Task to complete:
Every line below must be given again exactly.

Data items:
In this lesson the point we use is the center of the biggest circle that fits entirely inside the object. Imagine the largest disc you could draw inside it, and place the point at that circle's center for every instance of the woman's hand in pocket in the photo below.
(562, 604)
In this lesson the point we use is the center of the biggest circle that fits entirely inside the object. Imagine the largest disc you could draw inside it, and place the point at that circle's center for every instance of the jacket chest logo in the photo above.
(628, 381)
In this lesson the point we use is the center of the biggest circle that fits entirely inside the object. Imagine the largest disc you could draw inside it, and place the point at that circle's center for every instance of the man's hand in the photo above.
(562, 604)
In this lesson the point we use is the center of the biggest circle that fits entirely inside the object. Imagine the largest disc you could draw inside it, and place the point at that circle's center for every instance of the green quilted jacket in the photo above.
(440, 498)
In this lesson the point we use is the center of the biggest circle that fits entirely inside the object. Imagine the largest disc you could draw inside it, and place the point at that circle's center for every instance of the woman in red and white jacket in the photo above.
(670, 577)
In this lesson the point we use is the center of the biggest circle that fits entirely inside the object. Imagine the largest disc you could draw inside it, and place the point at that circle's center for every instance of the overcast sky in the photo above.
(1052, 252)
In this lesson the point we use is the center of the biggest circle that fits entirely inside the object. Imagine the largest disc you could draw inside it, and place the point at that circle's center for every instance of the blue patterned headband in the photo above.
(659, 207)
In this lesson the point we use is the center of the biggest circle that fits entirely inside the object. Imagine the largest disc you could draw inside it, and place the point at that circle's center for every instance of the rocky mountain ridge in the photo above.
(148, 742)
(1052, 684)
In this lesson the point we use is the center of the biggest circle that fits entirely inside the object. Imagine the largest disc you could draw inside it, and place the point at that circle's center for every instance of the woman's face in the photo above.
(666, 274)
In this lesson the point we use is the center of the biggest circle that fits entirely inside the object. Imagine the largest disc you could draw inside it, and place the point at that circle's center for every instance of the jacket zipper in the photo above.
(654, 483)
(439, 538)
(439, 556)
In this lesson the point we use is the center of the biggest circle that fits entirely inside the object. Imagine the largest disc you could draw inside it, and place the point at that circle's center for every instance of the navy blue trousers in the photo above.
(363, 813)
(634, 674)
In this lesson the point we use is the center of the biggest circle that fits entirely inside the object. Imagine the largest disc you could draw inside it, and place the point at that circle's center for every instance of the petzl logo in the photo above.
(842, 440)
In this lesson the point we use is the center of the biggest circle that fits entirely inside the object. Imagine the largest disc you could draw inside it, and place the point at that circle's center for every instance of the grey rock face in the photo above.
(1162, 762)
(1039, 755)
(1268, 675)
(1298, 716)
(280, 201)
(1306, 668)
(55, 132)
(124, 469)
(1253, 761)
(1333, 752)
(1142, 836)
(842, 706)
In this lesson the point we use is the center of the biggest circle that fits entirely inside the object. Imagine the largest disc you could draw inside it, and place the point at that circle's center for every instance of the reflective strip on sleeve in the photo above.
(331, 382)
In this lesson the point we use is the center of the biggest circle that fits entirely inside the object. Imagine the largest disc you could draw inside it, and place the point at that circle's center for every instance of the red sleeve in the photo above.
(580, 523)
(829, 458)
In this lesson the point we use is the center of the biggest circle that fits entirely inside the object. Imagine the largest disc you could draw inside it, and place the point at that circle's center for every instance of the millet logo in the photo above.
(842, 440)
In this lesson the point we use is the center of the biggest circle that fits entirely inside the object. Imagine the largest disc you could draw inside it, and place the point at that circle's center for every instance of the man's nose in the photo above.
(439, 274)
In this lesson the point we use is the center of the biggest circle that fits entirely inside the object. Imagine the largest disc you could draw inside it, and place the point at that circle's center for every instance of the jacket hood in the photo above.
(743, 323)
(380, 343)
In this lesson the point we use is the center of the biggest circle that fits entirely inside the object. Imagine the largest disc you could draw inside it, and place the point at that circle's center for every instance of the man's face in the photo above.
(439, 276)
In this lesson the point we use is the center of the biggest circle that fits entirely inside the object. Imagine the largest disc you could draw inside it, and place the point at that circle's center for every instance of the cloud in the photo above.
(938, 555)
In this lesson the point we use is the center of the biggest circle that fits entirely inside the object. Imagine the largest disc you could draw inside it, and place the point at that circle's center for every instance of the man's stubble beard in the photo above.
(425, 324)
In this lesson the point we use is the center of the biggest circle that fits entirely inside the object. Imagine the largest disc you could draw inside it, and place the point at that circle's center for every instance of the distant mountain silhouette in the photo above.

Your response:
In this lesson the point we use is the center of the biggest circle that fits entirely inside the object. Imagine the largest disc you could draw inside it, and place the point at that circle's center for every instance of the woman's hand in pocket in the photo below.
(562, 604)
In this lesson the point we use is the center of the biggest circle that fits entirely inside the object. Imagine the largest disc you could draw inside it, and place the point at that circle's center for every instance of the jacket chest logo in the photo above.
(628, 381)
In this lesson the point we use is the center of the biggest circle that fits entirely inside the object. Imagine the largest disc you could draw inside it, and place the point at that circle's center for every instance of the man's hand in the photo above.
(562, 604)
In this lesson the point we use is the center of the biggest circle that fits entirely inside the object. Imagine the largest disc you could draw inside it, and place the point at that circle's center for every instance of the green quilted jacket in the photo above.
(440, 498)
In this lesson the point we use is the center of the biggest circle that fits entirely inside the object. Imagine the largest disc you could draw inside it, and place the point at that circle's center for every instance of the woman in red and white jacket in the photo above.
(670, 577)
In this lesson the point we use is the center of the biggest circle that fits entirely inside the object. Imagine the largest disc you could draw inside it, and place the point at that circle's center for every instance of the overcast sky in the photo above.
(1052, 252)
In this lesson the point we use is the center of the biggest circle that fits entirely inside the object. Imagine the largest disc you could draw inside it, and place the point at that circle's center for every instance of the blue patterned headband in the photo above.
(659, 207)
In this lesson the point we use is the center of the biggest circle that fits entirely inside the object. Imagine the largest disc you could draw inside it, and place the point at that circle's center for every instance of the rocky mountain ridge in the photo above.
(148, 742)
(1052, 684)
In this lesson the point we use is the center of the biggest circle that fits entirely inside the object. Imagine the largest disc you could draw inside it, and place the point at that circle's center for every instance of the woman's face in the photo above.
(666, 274)
In this lesson the point we use is the center of the biggest circle that fits entirely inside the object. Imagine the largest disc you could draw inside it, and place the point at that circle's center for every instance of the jacket zipper in the photo above.
(654, 483)
(439, 538)
(439, 556)
In this lesson the point we use is the center of the biggest circle that fits entirely inside the object. Imagine the largest disc you could draw inside it, and place the point at that circle's center for every instance of the navy blue trousers in the photo above.
(363, 813)
(634, 674)
In this lesson the point we use is the center of the biggest circle that fits entirely inside the object. Imagine the largest disc you could draw inside it, and place the point at that circle's center for every instance of the petzl logo in the photo above.
(842, 440)
In this lesson the point we use is the center of the biggest circle that fits entirely inside the object. Imagine the largest disc you could draw inside it, and place the point at that circle's center for every instance of the grey rock face in the photo above.
(1162, 762)
(1039, 755)
(1268, 675)
(1298, 716)
(280, 201)
(1306, 668)
(55, 132)
(124, 469)
(1253, 761)
(1333, 752)
(1142, 836)
(842, 706)
In this lesson the point we use is the center of the biggest circle that fits entirely inside the object. Imagine the largest disc you could draw inside it, and place the point at that circle's center for every instance of the reflective strip on sleeve in the photo above.
(331, 382)
In this lesson the point we use is the center of the biggest circle that fits entirely inside the object. Imagine the largest disc you could draw inside it, and place the point at that circle's center for every instance of the red sleeve in the photo above.
(580, 523)
(829, 458)
In this lesson the point we use is the center of the biggest circle that fits entirely inside the object. Imagine the largest disc you could draw inside it, and place the point at that circle's center for every instance of the millet logo in the photo above.
(842, 440)
In this lesson the point we use is the center of the biggest circle that fits entirely inside the object. Imagine the largest disc you could draw inside it, and place the point at that circle's center for every instance of the man's nose in the photo above.
(439, 274)
In this lesson the point we use is the center of the biggest circle that fits entirely inside the object. Imagine the largest disc you could draw inside it, and place the point at that circle's center for every instance of the jacket hood in the photo above.
(743, 323)
(380, 343)
In this lesson the point we use is the center of the biggest circle that fits entirely inside the object. Imagine the largest disc you could draw inside it, and place the point at that circle's center for every instance of the man's face in the photo above.
(439, 276)
In this lesson the point we use is the center of the biggest circle that fits entirely inside the object. Imagine the largest disc you could draw inside it, and place the point at that circle's center for every instance of the cloud in the photo above.
(938, 555)
In this lesson the point we use is the center of the biggest circle that fits entirely inside the object. Imagine the largest disc you could draw inside it, and place the point at that circle's center for every instance of the man's stubble beard in the photo above.
(425, 324)
In this lesson the point we use is the center of the biggest circle that fits entirely inside the object. Imagine the largest disc you could draw inside it, and place the point at that circle's center for every instance of the distant mountain silhouette in the photo above.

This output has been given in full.